**YOUR OBJECTIVE:**
Rescale the data below from the line with "Task: mark one dot on every instance of the blue" to the line with "(1001, 399)", both included. Reproduce only those lines, with the requests unchanged, multiplying every answer coordinate by 1.9 and rounding each result to a whole number, halves up.

**STORED RECORDS:**
▽
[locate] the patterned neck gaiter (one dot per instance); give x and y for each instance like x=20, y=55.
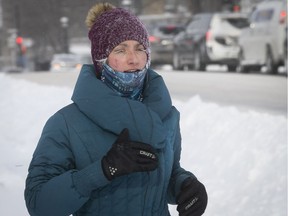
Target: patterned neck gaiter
x=129, y=84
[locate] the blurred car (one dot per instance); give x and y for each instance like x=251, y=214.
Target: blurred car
x=68, y=62
x=263, y=42
x=161, y=41
x=209, y=39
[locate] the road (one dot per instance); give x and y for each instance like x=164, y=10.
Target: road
x=259, y=92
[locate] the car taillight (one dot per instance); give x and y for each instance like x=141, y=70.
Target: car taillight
x=208, y=35
x=282, y=17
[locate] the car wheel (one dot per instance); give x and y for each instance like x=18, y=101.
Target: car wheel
x=269, y=62
x=198, y=64
x=240, y=67
x=232, y=68
x=176, y=61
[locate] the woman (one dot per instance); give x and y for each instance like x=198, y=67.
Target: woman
x=116, y=149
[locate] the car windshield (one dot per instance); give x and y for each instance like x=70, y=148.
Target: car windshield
x=238, y=22
x=167, y=30
x=199, y=23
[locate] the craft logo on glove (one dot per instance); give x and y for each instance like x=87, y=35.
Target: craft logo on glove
x=192, y=202
x=147, y=154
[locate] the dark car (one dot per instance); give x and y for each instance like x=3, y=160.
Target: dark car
x=161, y=40
x=209, y=39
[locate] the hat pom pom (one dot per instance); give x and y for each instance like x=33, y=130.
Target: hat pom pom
x=96, y=11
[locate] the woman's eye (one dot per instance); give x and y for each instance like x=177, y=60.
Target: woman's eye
x=141, y=50
x=119, y=51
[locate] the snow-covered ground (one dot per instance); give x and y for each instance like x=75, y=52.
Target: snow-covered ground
x=241, y=157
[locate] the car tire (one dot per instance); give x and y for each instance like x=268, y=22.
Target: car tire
x=176, y=61
x=198, y=63
x=271, y=67
x=232, y=68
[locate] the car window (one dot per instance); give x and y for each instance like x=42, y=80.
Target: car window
x=199, y=23
x=263, y=15
x=168, y=30
x=237, y=22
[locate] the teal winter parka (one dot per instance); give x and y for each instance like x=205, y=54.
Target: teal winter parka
x=65, y=175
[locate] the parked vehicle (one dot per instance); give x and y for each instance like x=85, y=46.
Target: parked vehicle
x=263, y=42
x=68, y=62
x=161, y=40
x=209, y=39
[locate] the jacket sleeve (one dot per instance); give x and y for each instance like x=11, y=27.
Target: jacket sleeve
x=53, y=185
x=178, y=173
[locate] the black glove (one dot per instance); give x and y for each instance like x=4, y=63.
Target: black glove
x=127, y=156
x=192, y=200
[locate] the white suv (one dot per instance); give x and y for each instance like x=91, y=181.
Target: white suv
x=262, y=43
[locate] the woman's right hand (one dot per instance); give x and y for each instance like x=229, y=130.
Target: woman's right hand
x=128, y=156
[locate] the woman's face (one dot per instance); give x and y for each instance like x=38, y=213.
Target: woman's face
x=128, y=56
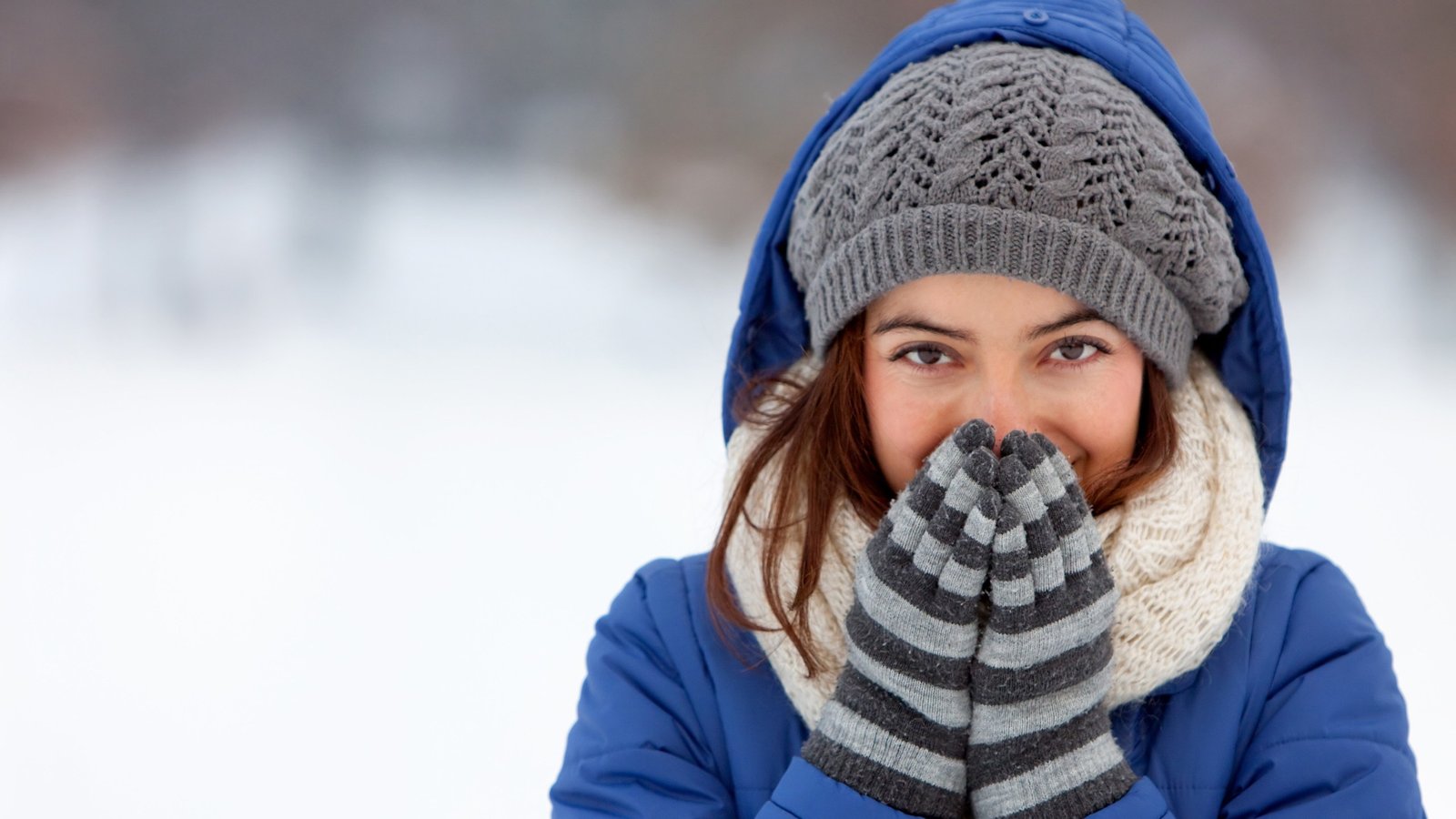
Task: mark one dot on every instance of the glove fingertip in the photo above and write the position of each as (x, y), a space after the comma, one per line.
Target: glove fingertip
(1011, 472)
(975, 435)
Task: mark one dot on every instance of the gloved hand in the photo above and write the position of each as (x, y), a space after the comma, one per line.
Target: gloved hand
(1040, 742)
(895, 727)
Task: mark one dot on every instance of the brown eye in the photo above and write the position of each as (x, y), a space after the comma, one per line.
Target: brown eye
(1074, 351)
(926, 356)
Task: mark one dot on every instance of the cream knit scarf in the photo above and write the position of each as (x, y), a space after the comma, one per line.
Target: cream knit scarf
(1181, 554)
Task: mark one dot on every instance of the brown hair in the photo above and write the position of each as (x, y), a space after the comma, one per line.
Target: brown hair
(820, 435)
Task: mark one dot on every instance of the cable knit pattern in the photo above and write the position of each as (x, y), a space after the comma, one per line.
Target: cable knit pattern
(1024, 162)
(1181, 554)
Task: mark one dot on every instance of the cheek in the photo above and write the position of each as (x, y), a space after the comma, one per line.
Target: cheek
(1110, 433)
(905, 428)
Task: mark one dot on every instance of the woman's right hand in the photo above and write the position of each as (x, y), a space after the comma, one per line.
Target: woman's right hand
(895, 727)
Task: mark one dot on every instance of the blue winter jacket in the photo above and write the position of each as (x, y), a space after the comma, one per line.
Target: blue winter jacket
(1295, 714)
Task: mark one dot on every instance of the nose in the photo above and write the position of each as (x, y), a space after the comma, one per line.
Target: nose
(1001, 399)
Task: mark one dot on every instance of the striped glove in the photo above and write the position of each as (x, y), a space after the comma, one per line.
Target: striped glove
(1041, 743)
(895, 727)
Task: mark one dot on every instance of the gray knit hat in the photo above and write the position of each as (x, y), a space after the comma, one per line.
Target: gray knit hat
(1026, 162)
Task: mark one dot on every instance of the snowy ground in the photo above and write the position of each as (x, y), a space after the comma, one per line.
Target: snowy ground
(344, 560)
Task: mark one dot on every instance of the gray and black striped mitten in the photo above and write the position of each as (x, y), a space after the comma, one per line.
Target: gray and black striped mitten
(1041, 743)
(897, 724)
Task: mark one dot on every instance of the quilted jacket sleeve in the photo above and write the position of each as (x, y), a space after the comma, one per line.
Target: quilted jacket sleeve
(1331, 734)
(1327, 720)
(641, 748)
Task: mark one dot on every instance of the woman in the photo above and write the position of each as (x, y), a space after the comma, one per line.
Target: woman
(992, 542)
△
**SOLUTION FOR THIS EXERCISE:**
Task: mark one dot on every instance of the blue winter jacket in the photo above and write the position of each as (x, y), a space after the comma, one per line.
Target: blue winter jacket
(2461, 1357)
Task: mark one dot on every instance of the nose in the photo above and write the position of each as (x, y), a space after the comma, one per line.
Target: nose
(1902, 758)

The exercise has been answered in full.